If we define A as the source image and Gx and Gy are two images where the points contain vertical and horizontal approximations, then we are given enough information to calculate our gradient.
Both dilation and erosion are morphology operators, used to apply a structuring element to an input image and generate an output image. They have a wide array of uses, such as removing noise, detecting intensity bumps or holes in an image, etc. The operation of dilation involves convolving an image with a kernel to replace current values with its maximum values, smoothening the image structure while maintaining shape and size. It could be thought of as the open filter. On the other hand, erosion is the opposite, which replaces the current pixel with its minimum vaues in order to remove noise and simplify the image.
Figure 7: Morphology Operators. 1) Resulting Dilation 2) Original Image 3) Resulting Erosion
After applying our edge detection and morphology operations, our process simplifies down to detecting the contours from the resulting output, which is done through the OpenCV API. The contours will serve as the localization of the fish egg, leaving us with a few geometry and camera magnification conversion steps to determine the egg diameter size.
Running our AlexNet model on the unlabeled test images, below are the results for our fish egg image and size detection. These results were validated by PhD candidate of Scripps Institute of Oceanography , Brian Stock. Stock manually went through the predicted fish eggs and non-fish eggs of the test set, by using an image mosaic viewer, SPCView Caymans Data (1.0.1), that includes an annotation tool to mark false positives/negatives for the predicted images. As for the size detection results validation, Stock used ImageJ, to manually measure the diameter size of the fish egg.
While obtaining the false positive rate of the fish eggs is straightforward, the false negative rate was determined by searching randomly through 20,000 images and searching for all of the fish eggs, that had been missed by the model.
400 false positives / 3153 predicted eggs = 0.127
1 false negative / (20,000-194) = 5.048975e-05
Final egg count = 2753
Automatic size detection | Manual size detection |
---|---|
Elapsed time: 3m 13s | Elapsed time: ~ 3h |
Based off the automatic size detection results, it appears that the manual sizing method was much more accurate. It is believed that the automatic size detection had issues with three things:
- Cropping either the yolk sac or oil globule
- Over-estimating the diameter, due to the blur
- Identifying fish eggs with 1 or more objects in the image
Seeing as how the task objective was to reduce the time to automatically size the fish eggs, while maintaining accuracy, we were successful with reducing the task time to ~1.66%, but suffered with accurately sizing the objects.
With these results, we now hope to demonstrate that unhatched egggs, hatching eggs, and yolk-sac larvae are see only in the time windows that we expect, similar to the figure below.
We trained a CNN model for binary fish egg classification to assist with annotating over 225,000 images and developed an object size detection algorithm for Nassau Grouper classification. We anticipate that future deployment of this new software could assist with real-time image recognition during field studies and shed further light on the fine-scale processes influencing fish population success.

> **PROVIDED MATERIAL**
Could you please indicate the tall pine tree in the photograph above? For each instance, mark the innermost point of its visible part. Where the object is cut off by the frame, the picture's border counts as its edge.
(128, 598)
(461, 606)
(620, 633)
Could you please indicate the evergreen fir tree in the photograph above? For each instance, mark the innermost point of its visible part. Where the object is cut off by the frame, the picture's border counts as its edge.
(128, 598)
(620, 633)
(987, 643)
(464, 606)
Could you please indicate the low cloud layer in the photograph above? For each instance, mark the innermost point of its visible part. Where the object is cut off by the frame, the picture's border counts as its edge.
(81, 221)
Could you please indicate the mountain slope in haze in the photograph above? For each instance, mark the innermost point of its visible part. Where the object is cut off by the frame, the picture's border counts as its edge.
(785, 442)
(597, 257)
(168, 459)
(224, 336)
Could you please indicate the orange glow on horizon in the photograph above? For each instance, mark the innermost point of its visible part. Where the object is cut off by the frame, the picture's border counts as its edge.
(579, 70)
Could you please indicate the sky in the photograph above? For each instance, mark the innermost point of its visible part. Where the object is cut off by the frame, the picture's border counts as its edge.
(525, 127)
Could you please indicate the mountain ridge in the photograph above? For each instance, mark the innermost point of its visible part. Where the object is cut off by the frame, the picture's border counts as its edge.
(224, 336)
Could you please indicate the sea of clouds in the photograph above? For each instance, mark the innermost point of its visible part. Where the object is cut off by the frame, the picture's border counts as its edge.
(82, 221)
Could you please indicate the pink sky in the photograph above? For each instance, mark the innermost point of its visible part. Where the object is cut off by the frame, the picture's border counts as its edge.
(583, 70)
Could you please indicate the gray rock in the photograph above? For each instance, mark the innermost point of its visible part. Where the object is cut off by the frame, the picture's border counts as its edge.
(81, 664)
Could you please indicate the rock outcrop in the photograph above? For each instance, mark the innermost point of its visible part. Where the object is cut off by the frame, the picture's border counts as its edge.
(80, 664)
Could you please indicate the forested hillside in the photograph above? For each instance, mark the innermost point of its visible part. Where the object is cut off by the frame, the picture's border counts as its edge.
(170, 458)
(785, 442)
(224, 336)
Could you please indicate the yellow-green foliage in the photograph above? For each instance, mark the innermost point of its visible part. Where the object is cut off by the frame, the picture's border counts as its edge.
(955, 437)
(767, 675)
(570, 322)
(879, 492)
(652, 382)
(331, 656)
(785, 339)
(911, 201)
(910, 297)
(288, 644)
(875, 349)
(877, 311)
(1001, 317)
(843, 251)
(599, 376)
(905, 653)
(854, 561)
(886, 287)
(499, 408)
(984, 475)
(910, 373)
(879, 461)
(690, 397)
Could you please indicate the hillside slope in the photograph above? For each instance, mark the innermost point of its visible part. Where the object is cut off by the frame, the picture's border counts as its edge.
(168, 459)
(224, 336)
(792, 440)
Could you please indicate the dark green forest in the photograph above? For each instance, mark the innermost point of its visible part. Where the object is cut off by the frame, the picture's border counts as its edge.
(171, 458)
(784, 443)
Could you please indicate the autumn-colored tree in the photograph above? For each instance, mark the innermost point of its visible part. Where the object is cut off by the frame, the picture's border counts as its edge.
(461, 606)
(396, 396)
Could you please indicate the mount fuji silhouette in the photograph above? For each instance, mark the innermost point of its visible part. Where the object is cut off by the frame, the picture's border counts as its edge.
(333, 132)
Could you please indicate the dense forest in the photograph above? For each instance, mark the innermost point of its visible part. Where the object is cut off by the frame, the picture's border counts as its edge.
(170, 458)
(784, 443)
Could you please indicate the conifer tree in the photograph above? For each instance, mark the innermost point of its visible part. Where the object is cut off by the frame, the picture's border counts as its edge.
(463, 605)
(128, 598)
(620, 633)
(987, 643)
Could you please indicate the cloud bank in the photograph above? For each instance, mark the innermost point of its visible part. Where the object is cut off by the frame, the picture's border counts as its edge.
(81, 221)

> **WORK ITEM A**
Copy everything from "While obtaining the" down to "by the model." in the fish egg detection text, changing "straightforward" to "simple".
> **WORK ITEM B**
In the fish egg detection text, how long did the automatic size detection take?
The material has no connection to the fish egg detection text.

> **ANSWER BOX A**
While obtaining the false positive rate of the fish eggs is simple, the false negative rate was determined by searching randomly through 20,000 images and searching for all of the fish eggs, that had been missed by the model.

> **ANSWER BOX B**
3 minutes 13 seconds.